About this task
Count how many lines in the data below include "marker". Answer with the number only.

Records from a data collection
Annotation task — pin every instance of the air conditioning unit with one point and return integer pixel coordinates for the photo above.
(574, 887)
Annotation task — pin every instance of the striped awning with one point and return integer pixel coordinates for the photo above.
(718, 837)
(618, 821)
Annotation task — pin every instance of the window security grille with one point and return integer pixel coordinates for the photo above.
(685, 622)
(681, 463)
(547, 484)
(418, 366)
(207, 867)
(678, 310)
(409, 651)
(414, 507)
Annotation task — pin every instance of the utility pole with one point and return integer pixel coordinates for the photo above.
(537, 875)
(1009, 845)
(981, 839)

* * *

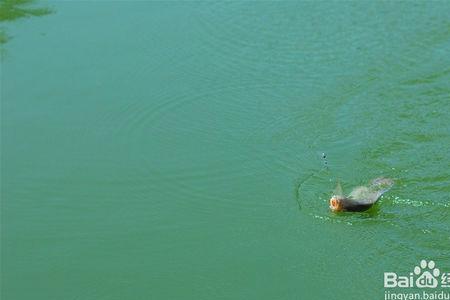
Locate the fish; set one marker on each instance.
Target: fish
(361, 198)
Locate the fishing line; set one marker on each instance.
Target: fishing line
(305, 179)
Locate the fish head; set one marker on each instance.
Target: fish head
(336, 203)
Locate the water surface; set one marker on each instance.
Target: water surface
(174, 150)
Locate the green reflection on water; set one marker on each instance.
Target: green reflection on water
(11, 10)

Written reply
5